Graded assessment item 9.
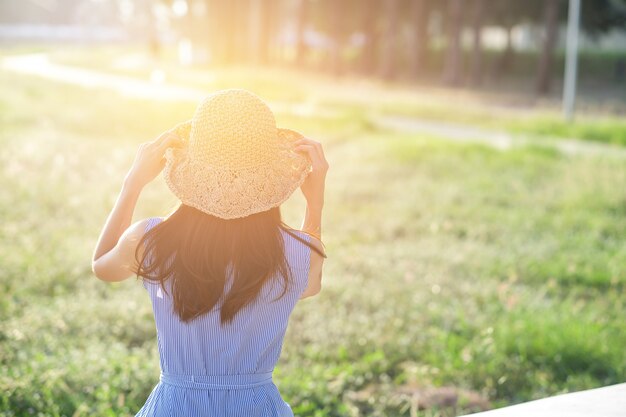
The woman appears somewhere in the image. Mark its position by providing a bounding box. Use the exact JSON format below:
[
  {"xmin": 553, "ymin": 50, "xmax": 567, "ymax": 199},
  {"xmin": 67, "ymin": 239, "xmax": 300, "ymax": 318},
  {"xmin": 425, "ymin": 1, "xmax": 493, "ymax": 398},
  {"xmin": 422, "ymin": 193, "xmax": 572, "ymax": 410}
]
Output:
[{"xmin": 92, "ymin": 89, "xmax": 328, "ymax": 417}]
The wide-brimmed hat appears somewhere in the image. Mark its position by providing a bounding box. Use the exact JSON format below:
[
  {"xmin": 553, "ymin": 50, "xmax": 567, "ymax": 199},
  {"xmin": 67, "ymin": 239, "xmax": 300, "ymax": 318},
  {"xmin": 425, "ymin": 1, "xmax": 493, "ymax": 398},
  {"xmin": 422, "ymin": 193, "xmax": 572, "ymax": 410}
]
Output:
[{"xmin": 163, "ymin": 89, "xmax": 311, "ymax": 219}]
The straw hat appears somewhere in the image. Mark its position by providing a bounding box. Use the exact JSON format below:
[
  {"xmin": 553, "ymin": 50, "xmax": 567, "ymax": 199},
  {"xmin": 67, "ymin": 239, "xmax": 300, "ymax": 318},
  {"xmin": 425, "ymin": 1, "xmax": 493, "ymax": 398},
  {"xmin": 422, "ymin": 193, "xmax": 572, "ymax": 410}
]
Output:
[{"xmin": 163, "ymin": 89, "xmax": 311, "ymax": 219}]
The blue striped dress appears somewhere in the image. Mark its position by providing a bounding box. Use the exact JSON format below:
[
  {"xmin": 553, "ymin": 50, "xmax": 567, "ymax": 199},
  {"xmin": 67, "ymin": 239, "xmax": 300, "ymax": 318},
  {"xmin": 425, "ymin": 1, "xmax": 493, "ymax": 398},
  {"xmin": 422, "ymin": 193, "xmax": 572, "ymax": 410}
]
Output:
[{"xmin": 135, "ymin": 217, "xmax": 310, "ymax": 417}]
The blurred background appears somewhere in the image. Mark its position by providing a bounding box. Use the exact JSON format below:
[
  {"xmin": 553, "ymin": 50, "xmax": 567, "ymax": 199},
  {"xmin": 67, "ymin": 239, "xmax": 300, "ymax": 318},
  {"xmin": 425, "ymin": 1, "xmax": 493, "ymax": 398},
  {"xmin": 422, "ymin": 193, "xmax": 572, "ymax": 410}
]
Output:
[{"xmin": 0, "ymin": 0, "xmax": 626, "ymax": 417}]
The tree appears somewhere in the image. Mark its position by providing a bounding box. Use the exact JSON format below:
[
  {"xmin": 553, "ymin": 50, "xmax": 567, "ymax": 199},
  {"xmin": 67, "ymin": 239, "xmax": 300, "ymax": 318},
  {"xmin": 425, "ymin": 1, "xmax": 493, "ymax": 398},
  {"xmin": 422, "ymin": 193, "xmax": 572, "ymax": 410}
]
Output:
[
  {"xmin": 408, "ymin": 0, "xmax": 430, "ymax": 76},
  {"xmin": 443, "ymin": 0, "xmax": 465, "ymax": 86},
  {"xmin": 536, "ymin": 0, "xmax": 560, "ymax": 94},
  {"xmin": 379, "ymin": 0, "xmax": 398, "ymax": 79},
  {"xmin": 295, "ymin": 0, "xmax": 310, "ymax": 65},
  {"xmin": 470, "ymin": 0, "xmax": 485, "ymax": 85}
]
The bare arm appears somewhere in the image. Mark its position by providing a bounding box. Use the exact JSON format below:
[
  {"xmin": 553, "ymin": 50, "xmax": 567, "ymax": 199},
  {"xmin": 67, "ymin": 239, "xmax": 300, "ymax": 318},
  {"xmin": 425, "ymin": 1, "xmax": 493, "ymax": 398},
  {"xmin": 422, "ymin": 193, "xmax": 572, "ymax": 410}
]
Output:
[
  {"xmin": 91, "ymin": 177, "xmax": 142, "ymax": 264},
  {"xmin": 91, "ymin": 132, "xmax": 181, "ymax": 281},
  {"xmin": 297, "ymin": 138, "xmax": 328, "ymax": 299}
]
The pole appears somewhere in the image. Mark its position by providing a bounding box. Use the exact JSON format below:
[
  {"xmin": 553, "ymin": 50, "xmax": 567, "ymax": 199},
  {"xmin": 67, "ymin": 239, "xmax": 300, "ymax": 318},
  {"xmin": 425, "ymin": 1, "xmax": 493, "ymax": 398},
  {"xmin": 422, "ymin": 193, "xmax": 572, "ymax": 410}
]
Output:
[{"xmin": 563, "ymin": 0, "xmax": 581, "ymax": 121}]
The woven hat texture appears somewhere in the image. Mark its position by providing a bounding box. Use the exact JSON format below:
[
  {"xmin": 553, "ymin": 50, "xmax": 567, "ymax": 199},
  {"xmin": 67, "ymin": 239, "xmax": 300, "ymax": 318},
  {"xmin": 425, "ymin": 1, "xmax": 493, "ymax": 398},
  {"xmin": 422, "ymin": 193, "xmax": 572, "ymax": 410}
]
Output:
[{"xmin": 163, "ymin": 89, "xmax": 311, "ymax": 219}]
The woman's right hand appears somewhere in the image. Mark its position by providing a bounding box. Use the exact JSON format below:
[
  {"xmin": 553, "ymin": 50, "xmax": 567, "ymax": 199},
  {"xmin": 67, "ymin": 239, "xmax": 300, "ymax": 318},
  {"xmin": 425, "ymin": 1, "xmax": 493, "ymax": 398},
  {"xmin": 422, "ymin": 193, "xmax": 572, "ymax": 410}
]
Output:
[{"xmin": 295, "ymin": 137, "xmax": 328, "ymax": 208}]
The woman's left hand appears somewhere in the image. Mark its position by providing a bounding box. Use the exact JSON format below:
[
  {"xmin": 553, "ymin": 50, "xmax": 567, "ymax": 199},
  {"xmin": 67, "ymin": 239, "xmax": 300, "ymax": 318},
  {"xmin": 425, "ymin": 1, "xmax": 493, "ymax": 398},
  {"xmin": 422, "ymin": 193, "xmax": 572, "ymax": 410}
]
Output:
[{"xmin": 125, "ymin": 131, "xmax": 183, "ymax": 187}]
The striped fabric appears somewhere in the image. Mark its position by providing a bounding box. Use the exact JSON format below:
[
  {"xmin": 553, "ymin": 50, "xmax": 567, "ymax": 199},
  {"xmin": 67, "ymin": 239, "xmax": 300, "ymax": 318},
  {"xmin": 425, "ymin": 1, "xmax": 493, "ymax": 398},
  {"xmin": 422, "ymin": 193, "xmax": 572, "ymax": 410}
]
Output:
[{"xmin": 135, "ymin": 217, "xmax": 310, "ymax": 417}]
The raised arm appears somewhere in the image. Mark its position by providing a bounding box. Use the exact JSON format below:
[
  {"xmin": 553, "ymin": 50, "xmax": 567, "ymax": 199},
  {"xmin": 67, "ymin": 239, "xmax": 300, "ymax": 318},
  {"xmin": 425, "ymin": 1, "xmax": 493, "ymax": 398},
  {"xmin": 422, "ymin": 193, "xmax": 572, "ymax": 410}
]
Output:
[
  {"xmin": 296, "ymin": 138, "xmax": 329, "ymax": 298},
  {"xmin": 91, "ymin": 132, "xmax": 181, "ymax": 281}
]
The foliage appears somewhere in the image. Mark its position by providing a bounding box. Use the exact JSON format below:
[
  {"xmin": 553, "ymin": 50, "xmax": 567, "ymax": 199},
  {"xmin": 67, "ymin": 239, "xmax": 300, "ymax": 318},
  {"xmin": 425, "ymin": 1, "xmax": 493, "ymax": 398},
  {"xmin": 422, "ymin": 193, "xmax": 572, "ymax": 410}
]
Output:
[{"xmin": 0, "ymin": 61, "xmax": 626, "ymax": 417}]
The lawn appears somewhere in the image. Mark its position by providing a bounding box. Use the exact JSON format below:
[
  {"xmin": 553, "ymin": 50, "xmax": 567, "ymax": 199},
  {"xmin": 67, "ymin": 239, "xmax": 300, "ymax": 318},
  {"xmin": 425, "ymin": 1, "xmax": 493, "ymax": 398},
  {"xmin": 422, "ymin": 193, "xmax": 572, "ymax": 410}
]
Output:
[{"xmin": 0, "ymin": 52, "xmax": 626, "ymax": 417}]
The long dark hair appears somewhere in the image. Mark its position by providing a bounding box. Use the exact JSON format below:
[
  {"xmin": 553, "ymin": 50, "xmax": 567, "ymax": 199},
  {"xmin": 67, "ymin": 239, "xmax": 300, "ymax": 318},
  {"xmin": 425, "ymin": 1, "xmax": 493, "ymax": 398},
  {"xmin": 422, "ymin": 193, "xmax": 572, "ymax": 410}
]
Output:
[{"xmin": 135, "ymin": 204, "xmax": 326, "ymax": 325}]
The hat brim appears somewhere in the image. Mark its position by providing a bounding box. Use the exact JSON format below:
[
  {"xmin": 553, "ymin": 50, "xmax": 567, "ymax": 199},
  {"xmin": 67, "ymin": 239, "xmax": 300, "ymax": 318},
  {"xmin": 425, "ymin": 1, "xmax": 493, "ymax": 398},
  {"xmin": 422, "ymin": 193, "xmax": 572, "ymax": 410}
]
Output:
[{"xmin": 163, "ymin": 121, "xmax": 311, "ymax": 219}]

_Qué hacer_: Transcribe sin cambios las filas que van desde la línea que contiene "The lawn appears" hasta el final de las filas, ambos extremos incluidos.

_Tu respuesta_:
The lawn appears somewhere in the image. Mark its position by providing a bounding box. Use the exact JSON format below:
[
  {"xmin": 553, "ymin": 50, "xmax": 567, "ymax": 199},
  {"xmin": 67, "ymin": 239, "xmax": 300, "ymax": 318},
  {"xmin": 425, "ymin": 1, "xmax": 493, "ymax": 398},
  {"xmin": 422, "ymin": 193, "xmax": 572, "ymax": 410}
]
Output:
[{"xmin": 0, "ymin": 52, "xmax": 626, "ymax": 417}]
The long dark hair appears somewhere in the image. Mark its position by providing a bounding box. Use the exact JSON format below:
[
  {"xmin": 553, "ymin": 50, "xmax": 567, "ymax": 199},
  {"xmin": 67, "ymin": 239, "xmax": 300, "ymax": 318},
  {"xmin": 425, "ymin": 1, "xmax": 493, "ymax": 398},
  {"xmin": 422, "ymin": 193, "xmax": 572, "ymax": 410}
]
Output:
[{"xmin": 135, "ymin": 204, "xmax": 326, "ymax": 325}]
The hat brim appears somewhere in the image. Mark its position by providing a bounding box. Use the exact JSON format below:
[
  {"xmin": 553, "ymin": 50, "xmax": 567, "ymax": 199},
  {"xmin": 67, "ymin": 239, "xmax": 300, "ymax": 318},
  {"xmin": 425, "ymin": 1, "xmax": 493, "ymax": 398},
  {"xmin": 422, "ymin": 193, "xmax": 572, "ymax": 410}
]
Output:
[{"xmin": 163, "ymin": 121, "xmax": 311, "ymax": 219}]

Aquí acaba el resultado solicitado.